>> begin PROVIDED INFORMATION

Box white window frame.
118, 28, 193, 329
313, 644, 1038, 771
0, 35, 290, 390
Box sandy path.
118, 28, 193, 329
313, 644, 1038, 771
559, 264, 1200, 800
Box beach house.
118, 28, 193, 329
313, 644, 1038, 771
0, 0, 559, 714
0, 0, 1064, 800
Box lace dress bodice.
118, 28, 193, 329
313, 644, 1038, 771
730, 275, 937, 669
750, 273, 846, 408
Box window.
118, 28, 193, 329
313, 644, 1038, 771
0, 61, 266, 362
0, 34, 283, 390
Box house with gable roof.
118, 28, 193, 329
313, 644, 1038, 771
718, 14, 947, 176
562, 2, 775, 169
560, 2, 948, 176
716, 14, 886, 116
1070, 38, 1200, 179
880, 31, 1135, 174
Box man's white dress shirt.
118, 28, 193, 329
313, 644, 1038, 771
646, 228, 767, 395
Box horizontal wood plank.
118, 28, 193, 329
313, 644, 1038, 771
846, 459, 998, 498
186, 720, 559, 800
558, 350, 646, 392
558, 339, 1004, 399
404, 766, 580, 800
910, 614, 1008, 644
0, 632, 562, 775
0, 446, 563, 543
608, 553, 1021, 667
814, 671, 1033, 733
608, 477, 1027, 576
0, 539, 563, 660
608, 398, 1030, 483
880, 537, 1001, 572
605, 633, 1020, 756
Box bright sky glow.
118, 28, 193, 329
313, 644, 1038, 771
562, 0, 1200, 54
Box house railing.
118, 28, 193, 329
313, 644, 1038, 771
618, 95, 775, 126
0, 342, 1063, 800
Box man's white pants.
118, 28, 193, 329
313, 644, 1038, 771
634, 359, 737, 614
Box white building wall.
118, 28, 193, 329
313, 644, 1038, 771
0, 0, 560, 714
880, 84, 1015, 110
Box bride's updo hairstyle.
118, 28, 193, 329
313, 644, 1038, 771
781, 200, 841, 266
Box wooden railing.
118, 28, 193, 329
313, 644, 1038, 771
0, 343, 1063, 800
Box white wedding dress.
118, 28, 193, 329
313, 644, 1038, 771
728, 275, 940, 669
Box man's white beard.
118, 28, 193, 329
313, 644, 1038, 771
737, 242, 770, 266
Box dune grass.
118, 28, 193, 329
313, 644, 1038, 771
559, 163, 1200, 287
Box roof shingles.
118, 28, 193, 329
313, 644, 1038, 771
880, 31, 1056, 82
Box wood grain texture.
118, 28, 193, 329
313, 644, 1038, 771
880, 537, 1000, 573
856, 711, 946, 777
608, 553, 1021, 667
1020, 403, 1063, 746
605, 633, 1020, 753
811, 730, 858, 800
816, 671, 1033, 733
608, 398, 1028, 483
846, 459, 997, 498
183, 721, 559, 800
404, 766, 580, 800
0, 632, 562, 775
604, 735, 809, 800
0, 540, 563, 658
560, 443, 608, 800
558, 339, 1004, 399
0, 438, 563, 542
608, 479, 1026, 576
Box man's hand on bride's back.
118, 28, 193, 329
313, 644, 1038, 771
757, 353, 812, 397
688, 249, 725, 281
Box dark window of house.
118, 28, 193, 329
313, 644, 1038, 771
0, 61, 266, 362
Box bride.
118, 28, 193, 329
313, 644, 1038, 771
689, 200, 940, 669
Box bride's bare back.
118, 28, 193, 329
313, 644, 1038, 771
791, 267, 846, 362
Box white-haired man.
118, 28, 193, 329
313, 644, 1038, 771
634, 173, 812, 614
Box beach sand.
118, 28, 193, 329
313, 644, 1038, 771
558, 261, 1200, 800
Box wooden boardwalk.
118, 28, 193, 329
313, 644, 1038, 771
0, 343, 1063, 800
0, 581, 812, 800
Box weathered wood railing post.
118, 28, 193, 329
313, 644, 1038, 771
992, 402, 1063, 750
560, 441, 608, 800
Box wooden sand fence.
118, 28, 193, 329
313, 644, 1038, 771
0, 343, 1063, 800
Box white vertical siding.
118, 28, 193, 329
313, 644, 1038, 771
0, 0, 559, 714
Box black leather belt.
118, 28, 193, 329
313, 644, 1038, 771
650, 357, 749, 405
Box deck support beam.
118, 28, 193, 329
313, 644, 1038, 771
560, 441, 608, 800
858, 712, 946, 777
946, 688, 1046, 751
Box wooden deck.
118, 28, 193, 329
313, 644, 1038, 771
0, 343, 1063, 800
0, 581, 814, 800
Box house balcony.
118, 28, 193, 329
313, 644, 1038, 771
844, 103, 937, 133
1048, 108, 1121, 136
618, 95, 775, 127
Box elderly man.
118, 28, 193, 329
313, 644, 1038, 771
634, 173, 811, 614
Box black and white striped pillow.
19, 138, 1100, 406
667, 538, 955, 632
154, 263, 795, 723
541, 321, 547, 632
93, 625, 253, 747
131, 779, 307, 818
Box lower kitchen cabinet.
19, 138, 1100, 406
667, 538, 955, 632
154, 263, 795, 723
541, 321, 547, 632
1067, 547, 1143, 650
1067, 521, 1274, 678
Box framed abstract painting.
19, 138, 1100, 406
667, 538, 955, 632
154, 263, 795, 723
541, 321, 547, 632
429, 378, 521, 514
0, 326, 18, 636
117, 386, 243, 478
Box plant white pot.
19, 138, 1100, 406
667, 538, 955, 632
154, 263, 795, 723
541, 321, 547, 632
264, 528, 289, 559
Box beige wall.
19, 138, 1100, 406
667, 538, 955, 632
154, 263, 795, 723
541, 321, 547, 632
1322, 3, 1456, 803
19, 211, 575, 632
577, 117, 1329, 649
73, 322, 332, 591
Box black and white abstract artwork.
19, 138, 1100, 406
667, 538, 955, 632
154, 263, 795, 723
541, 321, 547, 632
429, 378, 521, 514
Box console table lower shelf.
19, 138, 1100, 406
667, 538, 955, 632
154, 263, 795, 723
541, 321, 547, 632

>> end PROVIDED INFORMATION

Extract every item above and reproduce each line without changing anything.

(SOLUTION TO THIS EXERCISE):
Box white window frame.
118, 28, 193, 329
313, 644, 1038, 771
0, 35, 290, 390
Box sandy path.
118, 28, 193, 329
313, 644, 1038, 771
559, 264, 1200, 800
Box beach house.
118, 28, 193, 329
313, 644, 1038, 771
0, 0, 559, 714
0, 0, 1064, 800
Box lace dress bodice.
118, 28, 193, 329
313, 644, 1038, 771
730, 275, 937, 669
750, 273, 846, 408
Box window.
118, 28, 193, 329
313, 644, 1038, 771
0, 61, 266, 362
0, 34, 283, 390
Box house with gable roof.
118, 28, 193, 329
313, 644, 1038, 771
718, 14, 947, 176
562, 2, 775, 169
560, 2, 948, 176
716, 14, 886, 116
1070, 38, 1200, 179
880, 31, 1135, 174
Box man's white dress shirt.
118, 28, 193, 329
313, 644, 1038, 771
646, 228, 767, 395
Box horizontal wood plank.
118, 28, 193, 329
313, 644, 1038, 771
846, 459, 998, 498
186, 720, 559, 800
558, 350, 646, 392
558, 339, 1004, 399
404, 766, 580, 800
910, 614, 1008, 644
0, 632, 562, 775
0, 446, 563, 543
608, 553, 1021, 667
814, 671, 1033, 733
608, 477, 1027, 576
0, 539, 563, 660
608, 398, 1030, 483
880, 537, 1001, 572
605, 633, 1020, 756
Box bright sky glow.
118, 28, 193, 329
313, 644, 1038, 771
562, 0, 1200, 54
Box house railing.
118, 28, 193, 329
313, 644, 1038, 771
618, 95, 775, 126
0, 342, 1063, 800
Box man's white pants.
118, 28, 193, 329
313, 644, 1038, 771
634, 359, 737, 614
Box white building wall.
118, 28, 193, 329
313, 644, 1038, 771
0, 0, 560, 714
880, 84, 1015, 110
Box bride's updo hairstyle.
118, 28, 193, 329
313, 644, 1038, 771
781, 200, 841, 266
Box wooden railing.
118, 28, 193, 329
313, 644, 1038, 771
0, 343, 1063, 800
Box white wedding dress.
118, 28, 193, 329
313, 644, 1038, 771
728, 275, 940, 669
Box man's white beard.
118, 28, 193, 329
313, 644, 1038, 771
737, 242, 770, 266
Box dune grass.
118, 28, 193, 329
313, 644, 1038, 771
559, 163, 1200, 287
Box roof shingles.
118, 28, 193, 329
313, 644, 1038, 771
880, 31, 1056, 82
Box wood grain texture.
118, 28, 193, 329
313, 644, 1038, 771
880, 537, 1000, 573
856, 711, 946, 777
608, 553, 1021, 667
1020, 403, 1063, 746
605, 633, 1020, 753
811, 730, 858, 800
816, 671, 1033, 733
608, 398, 1028, 483
846, 459, 997, 498
183, 721, 559, 800
404, 766, 580, 800
0, 632, 562, 775
604, 735, 809, 800
0, 540, 563, 658
560, 443, 608, 800
558, 339, 1004, 399
0, 438, 563, 542
608, 479, 1026, 576
Box man's hand on bride's back.
118, 28, 193, 329
313, 644, 1038, 771
757, 353, 812, 397
688, 249, 725, 281
Box dark window of house.
118, 28, 193, 329
313, 644, 1038, 771
0, 61, 266, 362
Box bride.
118, 28, 193, 329
313, 644, 1038, 771
689, 200, 940, 669
Box bride's bare back.
118, 28, 193, 329
313, 644, 1038, 771
791, 267, 846, 362
Box white-haired man.
118, 28, 193, 329
313, 644, 1038, 771
634, 173, 812, 614
Box beach sand.
118, 28, 193, 329
313, 644, 1038, 771
558, 261, 1200, 800
Box wooden boardwalk.
118, 28, 193, 329
313, 644, 1038, 771
0, 343, 1063, 800
0, 581, 812, 800
Box weathered wood railing post.
118, 28, 193, 329
313, 644, 1038, 771
992, 402, 1063, 750
560, 441, 608, 800
Box wooden sand fence.
118, 28, 193, 329
313, 644, 1038, 771
0, 343, 1063, 800
Box white vertical siding.
118, 28, 193, 329
313, 644, 1038, 771
0, 0, 559, 714
Box black leather belt.
118, 28, 193, 329
313, 644, 1038, 771
650, 357, 749, 405
Box deck support beam.
118, 28, 193, 329
313, 644, 1038, 771
560, 441, 608, 800
858, 712, 946, 777
946, 688, 1046, 751
Box wooden deck.
118, 28, 193, 329
313, 644, 1038, 771
0, 343, 1063, 800
0, 581, 814, 800
Box house balcony.
118, 28, 193, 329
313, 644, 1038, 771
844, 103, 937, 133
1048, 108, 1121, 136
618, 95, 775, 127
Box elderly man.
118, 28, 193, 329
313, 644, 1038, 771
634, 173, 811, 614
Box black and white striped pillow.
19, 138, 1100, 406
667, 538, 955, 632
154, 263, 795, 723
541, 321, 547, 632
93, 625, 253, 747
131, 779, 307, 818
Box lower kitchen cabinet.
19, 138, 1100, 406
667, 538, 955, 632
154, 263, 795, 723
541, 321, 547, 632
1067, 547, 1143, 650
1067, 521, 1274, 678
Box framed abstract painting.
19, 138, 1100, 406
667, 538, 955, 632
154, 263, 795, 723
541, 321, 547, 632
429, 378, 521, 514
0, 326, 18, 636
117, 386, 243, 478
Box plant white pot.
19, 138, 1100, 406
667, 538, 955, 632
154, 263, 795, 723
541, 321, 547, 632
264, 528, 289, 559
Box beige wall.
19, 138, 1100, 406
667, 538, 955, 632
154, 263, 795, 723
541, 321, 547, 632
1322, 3, 1456, 803
19, 211, 575, 632
577, 117, 1329, 649
73, 322, 332, 591
Box black and white abstract artwork.
19, 138, 1100, 406
667, 538, 955, 632
154, 263, 795, 723
541, 321, 547, 632
429, 378, 521, 514
Box console table lower shelf.
19, 138, 1100, 406
667, 538, 955, 632
154, 263, 795, 723
541, 321, 547, 632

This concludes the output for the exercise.